**What to do**
Give the data below again, word for word.

━━━━━ Recorded data ━━━━━

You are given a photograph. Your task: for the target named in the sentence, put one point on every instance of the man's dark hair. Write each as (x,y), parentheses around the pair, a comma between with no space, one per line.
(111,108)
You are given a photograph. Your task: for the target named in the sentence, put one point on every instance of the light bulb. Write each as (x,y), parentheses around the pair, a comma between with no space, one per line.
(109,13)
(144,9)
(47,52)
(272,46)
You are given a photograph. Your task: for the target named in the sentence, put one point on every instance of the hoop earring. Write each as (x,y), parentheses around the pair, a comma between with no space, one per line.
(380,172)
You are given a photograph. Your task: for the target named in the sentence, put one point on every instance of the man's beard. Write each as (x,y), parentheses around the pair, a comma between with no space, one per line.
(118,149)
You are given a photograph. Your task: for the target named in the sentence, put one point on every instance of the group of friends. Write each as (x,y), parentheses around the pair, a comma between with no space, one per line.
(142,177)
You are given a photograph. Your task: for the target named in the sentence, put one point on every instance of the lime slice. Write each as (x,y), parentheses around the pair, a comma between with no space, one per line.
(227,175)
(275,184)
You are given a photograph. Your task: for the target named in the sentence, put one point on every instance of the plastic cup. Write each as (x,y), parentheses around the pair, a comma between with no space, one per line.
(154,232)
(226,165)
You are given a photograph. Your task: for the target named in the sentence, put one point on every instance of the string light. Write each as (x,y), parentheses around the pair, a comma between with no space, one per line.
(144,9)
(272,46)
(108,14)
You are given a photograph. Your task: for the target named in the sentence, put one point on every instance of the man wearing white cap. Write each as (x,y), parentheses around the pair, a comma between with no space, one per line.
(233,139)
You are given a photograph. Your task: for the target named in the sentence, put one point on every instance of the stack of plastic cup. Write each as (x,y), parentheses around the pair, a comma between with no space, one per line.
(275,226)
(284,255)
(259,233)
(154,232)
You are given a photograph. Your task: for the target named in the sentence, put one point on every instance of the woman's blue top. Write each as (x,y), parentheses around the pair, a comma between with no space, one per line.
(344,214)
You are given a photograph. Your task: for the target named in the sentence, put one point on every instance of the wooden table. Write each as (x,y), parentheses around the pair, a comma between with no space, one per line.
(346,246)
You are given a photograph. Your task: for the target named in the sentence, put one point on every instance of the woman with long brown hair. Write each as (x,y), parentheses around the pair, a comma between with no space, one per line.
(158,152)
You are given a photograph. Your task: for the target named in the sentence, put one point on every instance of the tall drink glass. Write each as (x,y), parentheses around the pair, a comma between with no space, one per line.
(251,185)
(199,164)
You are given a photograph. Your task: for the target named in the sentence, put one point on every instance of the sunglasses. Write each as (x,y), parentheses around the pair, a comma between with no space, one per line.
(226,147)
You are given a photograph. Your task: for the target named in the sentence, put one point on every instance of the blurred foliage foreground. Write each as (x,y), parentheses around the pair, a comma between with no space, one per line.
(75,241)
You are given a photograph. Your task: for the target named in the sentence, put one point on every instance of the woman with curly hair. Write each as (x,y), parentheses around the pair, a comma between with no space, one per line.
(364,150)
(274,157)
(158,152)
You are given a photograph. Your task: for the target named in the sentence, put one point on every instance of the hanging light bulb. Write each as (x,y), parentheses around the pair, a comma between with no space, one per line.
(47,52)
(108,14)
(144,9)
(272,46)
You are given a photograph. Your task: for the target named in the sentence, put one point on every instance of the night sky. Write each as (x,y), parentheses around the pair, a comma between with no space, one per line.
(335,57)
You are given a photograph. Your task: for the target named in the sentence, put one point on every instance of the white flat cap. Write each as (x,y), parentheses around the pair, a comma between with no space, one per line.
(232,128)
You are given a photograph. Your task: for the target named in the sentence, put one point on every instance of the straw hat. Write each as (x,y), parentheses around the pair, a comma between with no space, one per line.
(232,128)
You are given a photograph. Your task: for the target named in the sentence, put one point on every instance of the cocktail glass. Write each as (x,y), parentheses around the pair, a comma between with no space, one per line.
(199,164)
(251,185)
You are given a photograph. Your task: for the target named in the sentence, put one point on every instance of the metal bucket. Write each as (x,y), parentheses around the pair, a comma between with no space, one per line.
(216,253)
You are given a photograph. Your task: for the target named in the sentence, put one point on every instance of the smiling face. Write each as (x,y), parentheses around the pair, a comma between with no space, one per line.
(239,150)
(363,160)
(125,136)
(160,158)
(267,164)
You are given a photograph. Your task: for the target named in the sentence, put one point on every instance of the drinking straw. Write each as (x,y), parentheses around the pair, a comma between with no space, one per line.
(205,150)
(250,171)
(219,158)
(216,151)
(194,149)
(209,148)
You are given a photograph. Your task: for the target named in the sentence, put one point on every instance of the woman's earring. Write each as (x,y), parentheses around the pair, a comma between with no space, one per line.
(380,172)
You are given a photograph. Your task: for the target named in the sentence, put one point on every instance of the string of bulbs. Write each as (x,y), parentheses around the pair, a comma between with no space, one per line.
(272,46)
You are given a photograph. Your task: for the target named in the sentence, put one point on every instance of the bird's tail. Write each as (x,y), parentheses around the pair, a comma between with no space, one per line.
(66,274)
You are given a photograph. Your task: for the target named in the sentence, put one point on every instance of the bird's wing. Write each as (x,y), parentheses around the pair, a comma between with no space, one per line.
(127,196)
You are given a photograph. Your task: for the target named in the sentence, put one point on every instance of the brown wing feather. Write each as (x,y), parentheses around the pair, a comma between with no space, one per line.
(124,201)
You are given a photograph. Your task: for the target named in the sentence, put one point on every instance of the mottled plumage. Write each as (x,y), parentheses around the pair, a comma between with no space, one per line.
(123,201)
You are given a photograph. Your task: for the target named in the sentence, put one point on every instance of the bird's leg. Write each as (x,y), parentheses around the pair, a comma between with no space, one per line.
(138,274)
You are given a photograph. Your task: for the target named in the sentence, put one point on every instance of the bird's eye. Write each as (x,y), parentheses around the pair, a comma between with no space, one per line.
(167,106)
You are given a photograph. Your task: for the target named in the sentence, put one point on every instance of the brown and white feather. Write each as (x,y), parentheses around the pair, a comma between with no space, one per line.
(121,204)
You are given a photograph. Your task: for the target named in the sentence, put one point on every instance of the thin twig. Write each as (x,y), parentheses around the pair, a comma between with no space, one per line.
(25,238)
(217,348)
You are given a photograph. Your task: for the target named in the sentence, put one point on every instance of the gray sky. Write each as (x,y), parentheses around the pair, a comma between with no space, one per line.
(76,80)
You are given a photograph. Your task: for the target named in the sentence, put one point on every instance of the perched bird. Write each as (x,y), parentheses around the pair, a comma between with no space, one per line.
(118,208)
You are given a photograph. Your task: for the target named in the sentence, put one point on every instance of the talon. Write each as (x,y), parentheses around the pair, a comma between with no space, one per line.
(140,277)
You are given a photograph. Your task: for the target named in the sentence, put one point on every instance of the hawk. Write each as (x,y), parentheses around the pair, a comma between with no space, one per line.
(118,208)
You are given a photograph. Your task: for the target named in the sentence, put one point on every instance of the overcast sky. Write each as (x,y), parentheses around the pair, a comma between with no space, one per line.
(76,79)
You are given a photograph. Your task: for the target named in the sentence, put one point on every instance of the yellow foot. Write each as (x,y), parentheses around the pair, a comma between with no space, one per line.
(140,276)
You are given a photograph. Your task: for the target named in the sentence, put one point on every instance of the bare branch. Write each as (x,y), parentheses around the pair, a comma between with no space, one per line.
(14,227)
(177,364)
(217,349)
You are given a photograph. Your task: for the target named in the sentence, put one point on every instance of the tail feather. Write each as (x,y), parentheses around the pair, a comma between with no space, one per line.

━━━━━

**Written solution**
You are given a photograph. Your task: for the target named in the sentence, put one point on every instance of the man's dark hair. Write each as (x,y), parentheses around the pair, a comma between with no space, one per line.
(111,108)
You are given a photograph. Your task: for the target named in the sentence, put one point on every instance of the light bulb. Write each as (x,y), parentheses around the pair, a comma between with no space, one per line.
(109,13)
(144,9)
(47,52)
(272,46)
You are given a photograph. Your task: for the target named in the sentence, put one point on every instance of the hoop earring. Write each as (x,y), parentheses around the pair, a comma between with no space, one per line.
(380,172)
You are given a photograph. Your task: for the target named in the sentence, put one point on every instance of the man's beard. Write each as (x,y), parentheses around the pair, a comma between with no space, one per line.
(118,149)
You are given a photograph. Your task: for the target named in the sentence, put one point on every instance of the group of friends. Write each as (x,y), parentheses around the pair, a comma between with no space, one per line.
(142,177)
You are given a photograph. Your task: for the target named in the sentence, put one point on every instance of the lime slice. Write each as (x,y), parentheses around the pair, a comma between with no space, one per line.
(227,175)
(275,184)
You are given a photograph. Your task: for the target named in the sentence, put one point on every instance of the plastic cup. Write each as (x,y), parentheses around the pair, a comma between with no space, one per line.
(154,232)
(226,165)
You are given a photograph. Your task: for the target named in the sentence, put one point on every instance of the string light. Write each as (x,y), parentheses around the pair, a comma between with no space, one per line.
(144,9)
(272,46)
(108,14)
You are given a photograph. Your task: for the target named in the sentence, put one point on every instance of the man wearing white cap. Write each as (x,y), parentheses around the pair, a comma between with no space, one per line.
(233,139)
You are given a photograph. Your task: for the target named in the sentence, put one point on every instance of the stack of plastic cup. Write each as (x,y), parentheses around the pair, a comma between with no space, one per line.
(275,226)
(284,255)
(259,233)
(154,232)
You are given a photograph. Your task: for the target named in the sentence, put one point on every instance of the woman's blue top. Write each as (x,y), parentheses around the pair, a comma between with no space, one per line.
(344,214)
You are given a photograph. Your task: for the target named in the sentence, put one point on every instance of the wooden table. Write each as (x,y), parentheses around the pair, a comma between with no space, one per line.
(346,246)
You are given a photograph. Your task: for the target named in the sentence, put one point on every instance of the woman with long brown hair. Write each as (x,y), parentheses around the pair, a comma between with no space, one per line.
(158,152)
You are given a photograph. Your task: for the target named in the sentence, put one point on every instance of the tall drink glass. Write each as (x,y), parentheses around the pair, a comma between with no space, one per line.
(251,185)
(199,164)
You are given a photograph. Your task: for the target named in the sentence, put one point on every instance of the sunglasses. Write each as (x,y), parentheses around the pair, a comma between with no space, one per line.
(226,147)
You are given a photograph. Your task: for the target named in the sentence, put one point on every instance of the blurred foliage foreground. Write each as (x,y), parentheses around the pair, a comma between with no space, one per line.
(75,241)
You are given a photograph. Your task: for the target named in the sentence, put one point on every instance of the woman with curly hair. Write each as (x,y), parentheses around the pair, a comma between with no space, one per line.
(364,150)
(274,157)
(158,152)
You are given a photograph. Your task: for the target named in the sentence, put one point on every instance of the hanging light bulb. Write each as (x,y), parentheses around the pair, a comma between with no space, one per line.
(47,52)
(108,14)
(144,9)
(272,46)
You are given a photograph. Your task: for the target named in the sentence, put one point on every instance of the night sky. Write each as (x,y), parentheses around the pair, a comma between with no space, one per line.
(335,57)
You are given a photograph. Your task: for the target named in the sentence, put one point on every instance of the white flat cap. Write each as (x,y), parentheses around the pair, a comma between with no space, one per line.
(232,128)
You are given a photograph. Your task: for the target named in the sentence, put one point on every instance of the straw hat. Write each as (x,y), parentheses around the pair, a comma between with no space, one per line.
(232,128)
You are given a photograph. Your task: for the target named in the sentence, put one point on every instance of the cocktail glass. Write each as (x,y), parentheses around the pair, a comma between with no space, one per line.
(199,164)
(251,185)
You are given a photograph. Your task: for the target named in the sentence, put one point on every instance of the metal bucket. Write each as (x,y), parentheses around the pair, a comma between with no space, one per line.
(216,253)
You are given a photograph. Your task: for the target named in the sentence, put one point on every instance of the smiling face. Write each as (x,y), parentheses around the pair, a comma between with no space, one per line.
(239,150)
(363,160)
(125,136)
(160,158)
(267,164)
You are given a photograph. Your task: for the target named in the sentence, put one point on every instance of the drinking straw. Write each as (x,y), parentheses around the pair, a comma between with no space, one per line.
(205,150)
(250,171)
(219,158)
(216,151)
(194,149)
(209,148)
You are given a photograph. Your task: for the target named in the sentence, put one point on every instance of the woman's earring. Write each as (x,y), parentheses around the pair, a comma between with no space, one per line.
(380,172)
You are given a photograph. Your task: for the target named in the sentence, put one point on every instance of the string of bulbs. Write each as (x,y), parentheses around the pair, a comma between with no space, one per line.
(272,46)
You are given a photograph. Your task: for the target named in the sentence, put one point on every instance of the bird's tail. Write each as (x,y), parentheses around the pair, a comma between with no space, one per line.
(66,274)
You are given a photograph. Your task: for the target named in the sentence, put one point on every instance of the bird's wing. Write each as (x,y), parentheses around the pair, a comma between with no space, one per line.
(127,196)
You are given a photograph. Your task: for the target named in the sentence, put one point on every instance of the brown wing feather. Write each as (x,y), parentheses around the pair, a comma between with no space, one per line.
(124,201)
You are given a photograph. Your task: for the target named in the sentence, put one point on every instance of the mottled plumage. Write each as (x,y), parentheses around the pair, a comma between with no space, one per line.
(123,201)
You are given a photograph. Your task: for the target named in the sentence, put one point on every instance of the bird's leg. Write each as (x,y), parentheses around the pair, a comma between with no space, one per line.
(138,274)
You are given a photograph. Your task: for the target named in the sentence, put one point on every instance of the bird's eye. Write each as (x,y), parentheses around the pair, a comma between with no space, one per line.
(167,106)
You are given a photograph. Your task: for the target named in the sentence, put one point on every instance of the brown and white feather. Write each as (x,y), parentheses around the pair, a comma between with no space, one per line.
(121,204)
You are given a photograph. Your task: for the target named in the sentence, put one point on every instance of the thin twig. Write each as (x,y), parentheses around the pair, a comma between with no space, one per line.
(25,238)
(217,348)
You are given a photograph. Your task: for the target named in the sentence, put one point on every instance of the gray sky. Write each as (x,y), parentheses around the pair, a comma between with no space, one per line.
(76,80)
You are given a photograph. Your task: for the target named in the sentence, put one point on every instance of the perched bird. Write each as (x,y), parentheses around the pair, a comma between with no space, one per line.
(118,208)
You are given a photograph. Your task: for the target named in the sentence, put one point on every instance of the talon. Write each as (x,y), parentheses around the pair, a comma between with no space, one per line.
(140,277)
You are given a photograph. Your task: for the target named in the sentence, put one point on every instance of the hawk. Write each as (x,y), parentheses around the pair, a comma between with no space, one per line.
(118,208)
You are given a photograph. Your task: for the target named in the sentence, put one point on every instance of the overcast sky. Write each as (x,y), parentheses around the pair, a comma between with no space, one per line.
(76,79)
You are given a photograph. Your task: for the target named in the sentence, put one point on every instance of the yellow foot. Write each as (x,y), parentheses around the pair, a comma between with no space, one per line.
(140,276)
You are given a photograph. Your task: for the target named in the sentence, put one point on every instance of the bare branch. Write each as (x,y), parentheses around the pair, a comma between with no space, one per line.
(14,227)
(177,364)
(217,349)
You are given a photograph. Your task: for the target named in the sentence, put one point on every instance of the tail feather. Write each as (x,y), parentheses around the pair, a comma between with no space, one per line.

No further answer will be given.